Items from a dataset
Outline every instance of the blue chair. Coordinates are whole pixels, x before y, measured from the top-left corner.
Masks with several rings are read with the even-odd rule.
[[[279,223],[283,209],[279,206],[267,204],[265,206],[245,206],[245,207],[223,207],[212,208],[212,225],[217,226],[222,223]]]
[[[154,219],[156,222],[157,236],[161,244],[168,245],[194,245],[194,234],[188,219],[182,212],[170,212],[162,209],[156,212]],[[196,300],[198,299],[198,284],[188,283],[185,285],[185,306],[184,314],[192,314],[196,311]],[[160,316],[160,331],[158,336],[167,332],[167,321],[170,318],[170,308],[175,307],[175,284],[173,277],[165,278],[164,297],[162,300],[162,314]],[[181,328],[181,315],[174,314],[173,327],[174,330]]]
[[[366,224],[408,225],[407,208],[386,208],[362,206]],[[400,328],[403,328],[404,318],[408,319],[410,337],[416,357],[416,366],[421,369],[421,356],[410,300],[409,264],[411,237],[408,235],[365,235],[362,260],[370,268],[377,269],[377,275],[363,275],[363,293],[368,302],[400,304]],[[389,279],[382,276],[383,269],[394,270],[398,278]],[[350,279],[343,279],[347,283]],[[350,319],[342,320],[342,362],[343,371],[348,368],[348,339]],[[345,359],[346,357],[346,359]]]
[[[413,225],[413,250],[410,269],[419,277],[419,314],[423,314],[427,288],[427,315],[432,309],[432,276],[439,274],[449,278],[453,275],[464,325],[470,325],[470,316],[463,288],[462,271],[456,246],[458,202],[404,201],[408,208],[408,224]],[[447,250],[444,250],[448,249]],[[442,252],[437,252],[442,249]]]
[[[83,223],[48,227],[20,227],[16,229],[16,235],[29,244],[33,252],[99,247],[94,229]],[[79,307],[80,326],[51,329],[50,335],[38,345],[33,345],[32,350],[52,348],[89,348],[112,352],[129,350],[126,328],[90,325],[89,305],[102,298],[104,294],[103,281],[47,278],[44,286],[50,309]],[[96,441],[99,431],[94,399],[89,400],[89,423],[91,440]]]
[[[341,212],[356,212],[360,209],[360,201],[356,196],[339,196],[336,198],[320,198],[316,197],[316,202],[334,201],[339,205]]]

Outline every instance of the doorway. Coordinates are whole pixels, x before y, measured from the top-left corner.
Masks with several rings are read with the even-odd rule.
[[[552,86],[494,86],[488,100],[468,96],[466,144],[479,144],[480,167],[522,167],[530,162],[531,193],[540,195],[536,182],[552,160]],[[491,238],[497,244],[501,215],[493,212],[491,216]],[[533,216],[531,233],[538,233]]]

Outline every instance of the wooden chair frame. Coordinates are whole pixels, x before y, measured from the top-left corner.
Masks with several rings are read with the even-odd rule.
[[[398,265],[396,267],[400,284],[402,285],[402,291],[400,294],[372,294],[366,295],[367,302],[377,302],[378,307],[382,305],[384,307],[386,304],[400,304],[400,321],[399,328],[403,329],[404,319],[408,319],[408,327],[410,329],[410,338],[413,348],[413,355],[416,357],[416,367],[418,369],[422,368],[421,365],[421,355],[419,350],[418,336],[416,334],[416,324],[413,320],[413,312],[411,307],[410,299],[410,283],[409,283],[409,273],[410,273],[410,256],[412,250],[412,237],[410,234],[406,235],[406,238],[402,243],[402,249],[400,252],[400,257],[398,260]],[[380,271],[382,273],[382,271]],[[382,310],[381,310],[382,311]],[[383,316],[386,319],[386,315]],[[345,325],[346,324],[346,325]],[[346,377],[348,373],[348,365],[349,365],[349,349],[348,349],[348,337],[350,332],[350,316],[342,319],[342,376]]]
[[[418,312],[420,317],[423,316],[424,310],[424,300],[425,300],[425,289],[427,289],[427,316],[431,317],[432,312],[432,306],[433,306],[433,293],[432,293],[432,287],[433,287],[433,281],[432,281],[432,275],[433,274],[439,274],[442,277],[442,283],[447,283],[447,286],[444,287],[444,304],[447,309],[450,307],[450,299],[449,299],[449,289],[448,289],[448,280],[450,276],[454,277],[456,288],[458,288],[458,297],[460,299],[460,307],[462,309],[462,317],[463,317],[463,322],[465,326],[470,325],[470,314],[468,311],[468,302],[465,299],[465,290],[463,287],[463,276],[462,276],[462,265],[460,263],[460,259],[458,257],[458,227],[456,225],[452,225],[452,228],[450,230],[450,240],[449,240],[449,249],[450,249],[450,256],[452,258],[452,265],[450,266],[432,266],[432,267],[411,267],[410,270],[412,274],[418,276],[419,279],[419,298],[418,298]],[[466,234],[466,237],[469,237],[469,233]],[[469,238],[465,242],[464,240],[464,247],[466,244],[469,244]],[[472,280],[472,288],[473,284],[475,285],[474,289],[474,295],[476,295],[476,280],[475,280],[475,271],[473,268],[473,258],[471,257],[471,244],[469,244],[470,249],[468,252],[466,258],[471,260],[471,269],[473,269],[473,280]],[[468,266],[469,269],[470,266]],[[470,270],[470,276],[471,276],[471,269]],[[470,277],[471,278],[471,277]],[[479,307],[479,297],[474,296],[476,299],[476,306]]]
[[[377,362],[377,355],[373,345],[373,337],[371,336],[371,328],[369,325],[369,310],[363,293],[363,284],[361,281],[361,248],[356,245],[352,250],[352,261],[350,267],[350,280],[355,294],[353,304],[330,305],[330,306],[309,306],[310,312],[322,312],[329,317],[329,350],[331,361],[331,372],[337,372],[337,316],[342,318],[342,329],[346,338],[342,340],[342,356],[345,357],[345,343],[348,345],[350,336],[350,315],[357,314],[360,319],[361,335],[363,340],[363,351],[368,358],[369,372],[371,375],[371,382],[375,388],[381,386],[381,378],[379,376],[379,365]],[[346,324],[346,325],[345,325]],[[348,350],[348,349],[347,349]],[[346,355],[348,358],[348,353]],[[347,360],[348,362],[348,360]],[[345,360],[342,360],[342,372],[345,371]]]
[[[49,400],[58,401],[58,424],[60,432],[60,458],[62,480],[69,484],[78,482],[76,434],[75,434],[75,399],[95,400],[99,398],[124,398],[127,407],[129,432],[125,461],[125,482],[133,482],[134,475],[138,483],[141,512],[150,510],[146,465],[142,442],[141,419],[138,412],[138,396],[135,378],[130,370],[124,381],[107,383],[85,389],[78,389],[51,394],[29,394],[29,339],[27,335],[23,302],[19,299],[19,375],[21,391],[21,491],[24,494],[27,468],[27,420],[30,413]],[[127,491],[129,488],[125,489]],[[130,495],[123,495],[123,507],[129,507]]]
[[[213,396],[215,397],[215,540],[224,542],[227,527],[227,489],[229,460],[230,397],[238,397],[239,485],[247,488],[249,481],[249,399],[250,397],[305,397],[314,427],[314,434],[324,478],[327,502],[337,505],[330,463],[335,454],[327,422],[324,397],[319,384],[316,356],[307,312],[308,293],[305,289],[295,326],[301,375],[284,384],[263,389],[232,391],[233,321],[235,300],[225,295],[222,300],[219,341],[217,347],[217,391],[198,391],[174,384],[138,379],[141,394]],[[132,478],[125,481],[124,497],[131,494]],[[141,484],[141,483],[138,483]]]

### WHAT TO DO
Write out the whole listing again, exactly as it stands.

### THE REPLY
Outline every instance of the blue chair. Coordinates are whole pixels, x before y, measured from the top-left corner.
Masks with several rings are read with the even-odd rule.
[[[279,223],[283,209],[279,206],[267,204],[265,206],[245,206],[245,207],[223,207],[212,208],[212,225],[217,226],[222,223]]]
[[[154,219],[156,222],[157,236],[161,244],[168,245],[194,245],[194,234],[188,219],[182,212],[170,212],[162,209],[156,212]],[[196,300],[198,299],[198,284],[188,283],[185,285],[185,306],[184,314],[192,314],[196,311]],[[160,316],[160,331],[158,336],[167,332],[167,321],[170,318],[170,308],[175,307],[175,284],[173,277],[165,278],[164,297],[162,300],[162,314]],[[181,328],[181,315],[174,314],[173,327],[174,330]]]
[[[366,224],[408,225],[407,208],[386,208],[362,206]],[[400,328],[403,328],[404,318],[408,319],[410,337],[416,357],[416,366],[421,369],[421,356],[410,300],[409,264],[411,237],[408,235],[365,235],[362,260],[370,268],[377,269],[377,275],[363,275],[363,293],[368,302],[400,304]],[[389,279],[382,276],[383,269],[394,270],[398,278]],[[350,279],[343,279],[347,283]],[[350,319],[342,320],[342,362],[343,371],[348,368],[348,339]],[[345,359],[346,357],[346,359]]]
[[[413,225],[413,250],[410,269],[419,277],[419,314],[423,314],[427,288],[427,315],[432,309],[432,276],[439,274],[449,278],[453,275],[464,325],[470,325],[470,316],[463,288],[462,271],[456,246],[458,202],[404,201],[408,208],[408,224]],[[447,250],[444,250],[448,249]],[[442,252],[437,252],[442,249]]]
[[[83,223],[48,227],[20,227],[16,229],[16,235],[29,244],[33,252],[99,247],[94,229]],[[79,307],[80,326],[51,329],[50,335],[38,345],[33,345],[32,350],[52,348],[89,348],[112,352],[129,350],[126,328],[90,325],[89,305],[102,298],[104,294],[103,281],[47,278],[44,286],[50,309]],[[96,441],[99,431],[94,399],[89,400],[89,423],[91,440]]]
[[[341,212],[356,212],[360,209],[360,201],[356,196],[339,196],[336,198],[320,198],[316,197],[316,202],[334,201],[339,205]]]

Outline every instance of the doorway. Coordinates are whole pixels, x before y, measured from the top-left corner.
Masks with several rings are read with the even-odd rule.
[[[552,86],[494,86],[488,100],[468,96],[466,144],[479,144],[480,167],[522,167],[530,162],[531,193],[540,195],[536,182],[552,160]],[[491,238],[497,244],[501,215],[493,212],[491,216]],[[533,216],[531,233],[538,233]]]

Outline every instance of the wooden chair frame. Coordinates are whole pixels, x before y, measured from the top-left corner.
Masks with several rings are read with the even-odd rule.
[[[398,265],[396,267],[400,284],[402,285],[402,291],[400,294],[372,294],[366,295],[367,302],[377,302],[378,307],[382,305],[384,307],[386,304],[400,304],[400,321],[399,328],[403,329],[404,319],[408,319],[408,327],[410,329],[410,338],[413,348],[413,355],[416,357],[416,367],[418,369],[422,368],[421,365],[421,355],[419,350],[418,336],[416,334],[416,324],[413,320],[413,312],[411,307],[410,299],[410,283],[409,283],[409,273],[410,273],[410,256],[412,250],[412,237],[410,234],[406,235],[406,238],[402,243],[402,249],[400,252],[400,257],[398,260]],[[380,271],[382,273],[382,271]],[[382,310],[381,310],[382,311]],[[383,316],[386,319],[386,315]],[[345,325],[346,324],[346,325]],[[346,377],[348,373],[348,365],[349,365],[349,349],[348,349],[348,337],[350,332],[350,316],[342,319],[342,376]]]
[[[418,312],[420,317],[423,316],[424,310],[424,300],[425,300],[425,289],[427,289],[427,316],[431,317],[432,312],[432,306],[433,306],[433,293],[432,293],[432,287],[433,287],[433,281],[432,281],[432,275],[433,274],[439,274],[442,277],[442,283],[447,283],[447,286],[444,287],[444,304],[447,309],[450,307],[450,299],[449,299],[449,289],[448,289],[448,280],[450,276],[454,277],[456,288],[458,288],[458,297],[460,299],[460,307],[462,309],[462,317],[463,317],[463,322],[465,326],[470,325],[470,314],[468,311],[468,302],[465,299],[465,290],[463,287],[463,276],[462,276],[462,265],[460,263],[460,259],[458,257],[458,227],[456,225],[452,225],[452,228],[450,230],[450,240],[449,240],[449,249],[450,249],[450,256],[452,258],[452,265],[450,266],[432,266],[432,267],[411,267],[410,270],[412,274],[418,276],[419,279],[419,298],[418,298]],[[466,234],[466,237],[469,237],[469,233]],[[469,238],[465,242],[464,240],[464,247],[466,244],[469,244]],[[472,280],[472,288],[473,284],[475,285],[474,289],[474,295],[476,295],[476,280],[475,280],[475,271],[473,268],[473,258],[471,257],[471,244],[469,244],[470,249],[468,252],[466,258],[471,260],[471,269],[473,269],[473,280]],[[468,266],[469,269],[470,266]],[[470,270],[470,276],[471,276],[471,269]],[[470,277],[471,278],[471,277]],[[479,307],[479,297],[474,296],[476,299],[476,306]]]
[[[377,362],[377,355],[373,345],[373,337],[371,336],[371,328],[369,325],[369,310],[363,293],[363,284],[361,281],[361,248],[356,245],[352,250],[352,261],[350,267],[350,280],[355,294],[353,304],[330,305],[330,306],[309,306],[310,312],[322,312],[329,317],[329,350],[331,361],[331,372],[337,372],[337,316],[342,318],[342,329],[346,338],[342,340],[342,356],[345,357],[345,343],[348,345],[350,336],[350,315],[357,314],[360,319],[361,335],[363,340],[363,351],[368,358],[369,372],[371,375],[371,382],[375,388],[381,386],[381,378],[379,376],[379,365]],[[346,324],[346,325],[345,325]],[[348,350],[348,349],[347,349]],[[346,355],[348,358],[348,353]],[[347,360],[348,362],[348,360]],[[345,360],[342,360],[342,372],[345,371]]]
[[[49,400],[58,401],[58,424],[60,432],[60,458],[62,480],[69,484],[78,482],[76,434],[75,434],[75,399],[95,400],[99,398],[124,398],[127,407],[129,432],[125,461],[125,482],[133,482],[134,475],[138,483],[141,512],[150,510],[146,465],[142,442],[141,419],[138,412],[138,396],[135,378],[130,370],[124,381],[107,383],[85,389],[78,389],[51,394],[29,394],[29,339],[27,335],[23,302],[19,299],[19,375],[21,391],[21,491],[24,494],[27,468],[27,420],[30,413]],[[127,491],[129,488],[125,489]],[[130,495],[123,495],[123,507],[129,507]]]
[[[213,396],[215,397],[215,540],[224,542],[227,527],[227,489],[229,460],[230,397],[238,397],[239,485],[247,488],[249,481],[249,399],[250,397],[305,397],[314,427],[314,434],[324,478],[327,502],[337,505],[330,463],[335,454],[327,422],[324,397],[319,384],[316,356],[307,312],[308,293],[305,289],[295,326],[301,375],[284,384],[263,389],[232,391],[233,321],[235,300],[225,295],[222,300],[219,341],[217,347],[217,391],[198,391],[174,384],[138,379],[141,394]],[[132,478],[125,481],[124,497],[131,494]],[[141,484],[141,483],[138,483]]]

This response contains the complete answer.